━━ DOCUMENT SECTION
The Bush and Obama administrations expanded funding for the Nurse Family Partnership, its affiliates and similar programs that provide home visits to pregnant women. Current federal funding is about $400m per year. “There’s no question that the evidence drove the funding, in both Democratic and Republican administrations,” Baron said, adding that not all the programs have been rigorously evaluated.
Meantime, many of LJAF’s evaluations are done with foundations and nonprofits. The Michael and Susan Dell Foundation, for example, has backed Bottom Line, a nonprofit that helps low-income, first-time students get into college and graduate; preliminary studies indicate that the program works, so LJAF is funding an RCT being led by academics Andrew Carr of Texas A&M and Ben Castleman of the University of Virginia. “Bottom Line has some pretty good evidence, but they wanted to produce definitive evidence,” Baron said. The Bottom Line study is expected to cost only $159,000, in part because it relies on existing information that track student achievement. “You can do large, low-cost randomized trials,” Baron says, particularly if they build on existing data. The gains from learning which programs work and which don’t should far outweigh the costs if, subsequently, more money flows to effective programs and less is wasted on those that are subpar.
Two other examples of LJAF-funded evaluations:
- A three-year RCT of a program in Baltimore that provides free eyeglasses to disadvantaged students to improve learning. Partners include Johns Hopkins University, the Abell Foundation and Vision to Learn, a Los-Angeles based nonprofit.
- A seven-year RCT of a Big Brothers Big Sisters mentoring program for young people at risk of criminal involvement. The evaluation will track about 2,500 young people at 20 Big Brother Big Sister agencies across the US.
I asked Baron why rigorous evaluations aren’t more common. Cost is often a barrier, he said, and it’s not easy to find researchers with the knowledge and organization skills to carry out RCTs. But “the main bottleneck,” he said, “is that there’s not a strong incentive yet to build this kind of evidence.” Some funders demand evidence of impact, but many do not. “Evidence of effectiveness, in many cases, is not a main criteria in deciding what gets funded,” he said. Which is a little nutty, no?
To promote evidence-based policy, Baron and LJAF have built a website called Straight Talk on Evidence that aims to “distinguish credible findings of program effectiveness from the many others that claim to be.” It’s very good; you can subscribe or follow the blog on Twitter at @NoSpin Evidence. This week, Straight Talk on Evidence called attention to a well-designed study of a program that helped prevent sexual assault on three university campuses in Canada.
Two concluding thoughts: First, LJAF’s commitment to evidence-based policy comes at a time when the validity of social science research–and, for that matter, medical research–is being questioned as never before. (For more, read last month’s fascinating NY Times magazine story, When the Revolution Came for Amy Cuddy.) As it happens, LJAF has a separate initiative on Research Integrity that, among other things, addresses what has been called the replication crisis; it’s funding efforts to reproduce psychology and cancer studies.
Second, LJAF’s work on evidence raises questions about whether other large foundations might want to take a similarly expansive approach to improving philanthropy. The Gates and Raikes Foundations, for example, are trying to improve the quality as well as the quantity of charitable giving, Gates through the Giving Pledge and Giving by All and Raikes with Giving Compass. The Open Philanthropy Project wants to empower the effective altruism community. Thinking even more broadly, some foundations aim to strengthen science or promote democracy because, they believe, those forces are the underlying drivers of health, education and prosperity. Such efforts have the potential to do enormous good–although their benefits will prove hard to measure.
Which reminds us that, valuable as it is, evidence cannot answer all our questions.
━━━━
◆ **TO DO**:
[a] Duplicate the part of the excerpt on evidence-based policy starting at "I asked Baron" and ending at "little nutty, no?".
[b] Answer these questions using the excerpt on evidence-based policy:
(i) What is the current annual federal funding for home-visit programs for pregnant women?
(ii) How much is the Bottom Line study expected to cost?
(iii) About how many young people will the Big Brothers Big Sisters evaluation track?
[c] Summarize the excerpt on evidence-based policy in two sentences.
The items after this point come from a separate source.
━━ DATA
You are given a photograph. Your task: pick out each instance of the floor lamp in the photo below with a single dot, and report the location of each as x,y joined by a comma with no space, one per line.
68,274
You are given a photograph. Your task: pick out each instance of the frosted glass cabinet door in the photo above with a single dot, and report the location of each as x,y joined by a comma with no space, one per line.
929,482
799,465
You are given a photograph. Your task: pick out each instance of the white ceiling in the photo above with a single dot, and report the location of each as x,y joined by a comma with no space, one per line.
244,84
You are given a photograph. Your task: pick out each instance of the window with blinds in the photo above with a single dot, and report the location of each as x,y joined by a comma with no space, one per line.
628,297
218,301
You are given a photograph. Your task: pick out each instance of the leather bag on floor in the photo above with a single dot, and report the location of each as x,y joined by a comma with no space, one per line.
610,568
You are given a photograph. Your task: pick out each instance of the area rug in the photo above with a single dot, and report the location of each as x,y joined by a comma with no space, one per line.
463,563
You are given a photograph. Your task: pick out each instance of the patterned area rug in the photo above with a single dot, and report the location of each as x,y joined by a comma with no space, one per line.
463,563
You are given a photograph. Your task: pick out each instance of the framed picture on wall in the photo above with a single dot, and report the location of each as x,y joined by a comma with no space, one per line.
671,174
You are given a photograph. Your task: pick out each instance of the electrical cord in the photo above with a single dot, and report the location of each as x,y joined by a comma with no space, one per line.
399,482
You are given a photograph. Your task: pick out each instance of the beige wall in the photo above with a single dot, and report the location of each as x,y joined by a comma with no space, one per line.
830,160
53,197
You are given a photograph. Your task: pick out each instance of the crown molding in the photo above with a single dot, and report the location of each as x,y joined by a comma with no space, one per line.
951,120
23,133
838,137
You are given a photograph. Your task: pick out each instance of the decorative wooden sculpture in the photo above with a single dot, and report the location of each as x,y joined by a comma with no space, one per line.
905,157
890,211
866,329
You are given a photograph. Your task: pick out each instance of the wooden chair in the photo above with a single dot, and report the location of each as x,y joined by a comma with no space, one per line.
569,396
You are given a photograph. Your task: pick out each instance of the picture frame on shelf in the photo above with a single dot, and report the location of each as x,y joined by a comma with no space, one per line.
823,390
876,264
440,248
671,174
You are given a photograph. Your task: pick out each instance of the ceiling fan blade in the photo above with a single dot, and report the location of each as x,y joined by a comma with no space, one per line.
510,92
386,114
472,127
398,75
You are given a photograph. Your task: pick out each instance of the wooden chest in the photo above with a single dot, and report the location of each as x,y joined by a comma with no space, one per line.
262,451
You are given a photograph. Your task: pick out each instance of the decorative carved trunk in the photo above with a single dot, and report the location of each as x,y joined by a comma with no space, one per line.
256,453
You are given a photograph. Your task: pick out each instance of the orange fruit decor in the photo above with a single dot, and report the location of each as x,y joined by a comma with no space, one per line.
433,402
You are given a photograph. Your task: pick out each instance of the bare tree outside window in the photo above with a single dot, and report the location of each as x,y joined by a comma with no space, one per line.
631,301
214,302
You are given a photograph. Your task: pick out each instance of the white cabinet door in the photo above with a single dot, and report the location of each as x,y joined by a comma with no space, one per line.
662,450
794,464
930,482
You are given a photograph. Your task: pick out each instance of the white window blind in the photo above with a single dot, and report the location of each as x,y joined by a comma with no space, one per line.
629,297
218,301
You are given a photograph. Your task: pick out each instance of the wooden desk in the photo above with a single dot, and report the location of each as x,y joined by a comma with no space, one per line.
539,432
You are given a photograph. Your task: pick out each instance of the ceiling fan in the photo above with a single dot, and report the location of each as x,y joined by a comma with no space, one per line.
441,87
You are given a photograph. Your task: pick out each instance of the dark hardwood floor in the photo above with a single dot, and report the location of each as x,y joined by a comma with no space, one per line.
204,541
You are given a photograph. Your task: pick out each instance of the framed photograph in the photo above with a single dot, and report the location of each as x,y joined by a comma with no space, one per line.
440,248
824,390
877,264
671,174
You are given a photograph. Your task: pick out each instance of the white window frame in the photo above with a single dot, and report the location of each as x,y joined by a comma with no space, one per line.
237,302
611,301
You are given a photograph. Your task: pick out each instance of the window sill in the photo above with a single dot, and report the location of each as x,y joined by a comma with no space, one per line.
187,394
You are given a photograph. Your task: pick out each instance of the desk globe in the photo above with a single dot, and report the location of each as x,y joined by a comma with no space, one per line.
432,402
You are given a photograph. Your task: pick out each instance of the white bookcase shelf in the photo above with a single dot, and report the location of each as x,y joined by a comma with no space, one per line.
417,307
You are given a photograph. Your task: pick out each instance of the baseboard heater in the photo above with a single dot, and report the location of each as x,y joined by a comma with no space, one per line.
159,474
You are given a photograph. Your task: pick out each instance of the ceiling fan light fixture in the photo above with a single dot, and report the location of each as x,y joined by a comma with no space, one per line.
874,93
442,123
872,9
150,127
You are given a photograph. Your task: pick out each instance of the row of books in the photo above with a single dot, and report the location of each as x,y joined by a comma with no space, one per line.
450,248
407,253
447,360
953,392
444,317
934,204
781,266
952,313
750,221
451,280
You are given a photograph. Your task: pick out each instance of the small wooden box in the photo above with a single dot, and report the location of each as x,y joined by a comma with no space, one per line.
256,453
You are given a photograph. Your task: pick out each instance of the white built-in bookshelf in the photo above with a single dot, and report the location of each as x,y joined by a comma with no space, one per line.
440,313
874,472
━━━━
◆ **TASK SOLUTIONS**:
[a]
I asked Baron why rigorous evaluations aren’t more common. Cost is often a barrier, he said, and it’s not easy to find researchers with the knowledge and organization skills to carry out RCTs. But “the main bottleneck,” he said, “is that there’s not a strong incentive yet to build this kind of evidence.” Some funders demand evidence of impact, but many do not. “Evidence of effectiveness, in many cases, is not a main criteria in deciding what gets funded,” he said. Which is a little nutty, no?

[b]
(i) About $400m per year.
(ii) $159,000.
(iii) About 2,500.

[c] LJAF funds rigorous randomized evaluations of social programs, such as Bottom Line's college support, free eyeglasses for disadvantaged students in Baltimore, and a Big Brothers Big Sisters mentoring program, often working with foundations and nonprofits. Baron says such evaluations are uncommon mainly because there is not yet a strong incentive to build this kind of evidence, and LJAF promotes evidence-based policy through its Straight Talk on Evidence website.